TASK OBJECTIVE: Copy every record below line for line, leaving out the pictures.

DATA EXTRACT:

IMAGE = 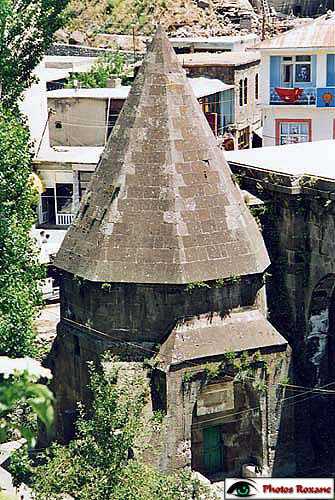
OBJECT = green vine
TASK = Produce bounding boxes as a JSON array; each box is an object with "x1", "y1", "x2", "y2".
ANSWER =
[{"x1": 185, "y1": 281, "x2": 211, "y2": 292}]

ANSWER BELOW:
IMAGE = 
OBJECT = green vine
TASK = Produce bounding boxes as a JSON array; each box is an object with "x1", "y1", "x2", "y2".
ANSWER =
[{"x1": 185, "y1": 281, "x2": 211, "y2": 292}]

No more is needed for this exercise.